## PASSAGE EXTRAIT
::::

Isabel Richer est ce que l’on appelle, dans le jargon du métier, une valeur sure. Une comédienne aguerrie qui peut autant émouvoir, défendre avec brio des personnages dans des drames, mais aussi faire rire le public. Dans La Faille, une série « coup de poing » disponible sur Club Illico, elle défend le personnage principal, une sergent-détective qui a du caractère et du pif!
Texte: Daniel Daignault
Isabel est comme un livre ouvert. Elle se confie sans retenue, avec beaucoup d’enthousiasme et de passion, des propos livrés entre deux éclats de rire. De fait, cette femme est une passionnée passionnante qui, malgré une carrière qui s’échelonne sur plus de vingt ans, malgré l’assurance qu’on dénote chez elle et chez ses personnages, a encore parfois le syndrome de l’imposteur.
Vous le savez sans doute : Isabel est la fille de Gilles Richer, scénariste et réalisateur qui a notamment signé les textes de comédies telles Moi et l’autre, Poivre et sel et Chère Isabelle.
« Ma mère aussi travaillait dans ce métier-là, et mon frère est devenu comptable. Ce n’est donc pas parce que tu baignes là-dedans que nécessairement tu vas suivre les traces de tes parents. Mais si tu as une prédisposition à cela, le fait de tremper dans cet univers fait en sorte que tu ne perds pas de temps à te dire que ce n’est pas pour toi, que ce n’est pas possible. Je connais des acteurs qui étaient loin de ce milieu et pour eux, c’était quelque chose de totalement inaccessible. »
C’est une question de talent avant tout, non?
J’en parle parfois à mon fils, il y en aura toujours pour lui dire qu’il a tel rôle ou tel emploi parce qu’il est le fils de… Quand il a gagné une casquette dans un camp d’été, à titre de meilleur campeur, j’ai entendu un adulte dire: « On sait bien, c’est le fils de… ». Je lui ai dit qu’il devait toujours écouter sa petite voix et se dire qu’il est là pour les bonnes raisons. Tu as beau être le fils de n’importe qui, tu ne vas pas loin si tu n’as pas ce qu’il faut pour le faire. Moi, j’ai moins souffert de cette comparaison-là parce que mon père était un auteur.
À quel moment as-tu vraiment décidé de devenir comédienne?

::::

## LIGNES EXTRAITES
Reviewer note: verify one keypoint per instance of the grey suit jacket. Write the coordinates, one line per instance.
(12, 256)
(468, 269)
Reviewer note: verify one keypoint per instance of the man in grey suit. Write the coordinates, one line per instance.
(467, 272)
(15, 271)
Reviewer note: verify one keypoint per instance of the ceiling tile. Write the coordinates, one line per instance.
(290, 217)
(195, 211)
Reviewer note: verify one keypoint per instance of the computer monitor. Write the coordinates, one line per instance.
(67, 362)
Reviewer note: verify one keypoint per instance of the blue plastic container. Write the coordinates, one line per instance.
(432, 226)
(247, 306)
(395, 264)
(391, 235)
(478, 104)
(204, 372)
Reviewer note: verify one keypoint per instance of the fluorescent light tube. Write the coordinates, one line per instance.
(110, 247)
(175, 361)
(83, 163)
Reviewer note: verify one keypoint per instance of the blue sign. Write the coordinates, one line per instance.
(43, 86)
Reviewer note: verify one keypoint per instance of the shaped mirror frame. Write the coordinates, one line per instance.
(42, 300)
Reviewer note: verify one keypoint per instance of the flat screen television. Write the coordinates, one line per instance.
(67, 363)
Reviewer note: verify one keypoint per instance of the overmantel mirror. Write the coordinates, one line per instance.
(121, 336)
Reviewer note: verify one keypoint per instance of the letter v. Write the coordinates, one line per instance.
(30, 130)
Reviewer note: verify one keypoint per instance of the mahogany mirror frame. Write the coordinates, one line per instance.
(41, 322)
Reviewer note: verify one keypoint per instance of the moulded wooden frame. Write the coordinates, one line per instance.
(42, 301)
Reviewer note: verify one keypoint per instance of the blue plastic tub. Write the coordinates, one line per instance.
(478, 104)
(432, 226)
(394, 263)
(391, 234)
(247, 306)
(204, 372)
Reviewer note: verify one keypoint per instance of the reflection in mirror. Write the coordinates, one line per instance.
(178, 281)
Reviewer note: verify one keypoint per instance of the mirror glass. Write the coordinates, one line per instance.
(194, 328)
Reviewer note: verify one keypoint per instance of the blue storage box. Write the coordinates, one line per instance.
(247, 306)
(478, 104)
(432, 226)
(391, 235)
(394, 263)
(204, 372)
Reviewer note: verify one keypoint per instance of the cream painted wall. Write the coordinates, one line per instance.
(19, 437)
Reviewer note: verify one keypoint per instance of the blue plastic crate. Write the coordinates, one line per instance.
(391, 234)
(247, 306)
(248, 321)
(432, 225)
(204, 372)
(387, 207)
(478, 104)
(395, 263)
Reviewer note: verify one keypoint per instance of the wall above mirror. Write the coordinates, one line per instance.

::::

Peux-tu reprendre le passage sur Isabel Richer entre « Texte: Daniel Daignault » et « syndrome de l’imposteur. », inclusivement, en renommant « carrière » en « trajectoire » ? Ces lignes constituent un matériau indépendant du passage.

## RÉPONSE
Texte: Daniel Daignault
Isabel est comme un livre ouvert. Elle se confie sans retenue, avec beaucoup d’enthousiasme et de passion, des propos livrés entre deux éclats de rire. De fait, cette femme est une passionnée passionnante qui, malgré une trajectoire qui s’échelonne sur plus de vingt ans, malgré l’assurance qu’on dénote chez elle et chez ses personnages, a encore parfois le syndrome de l’imposteur.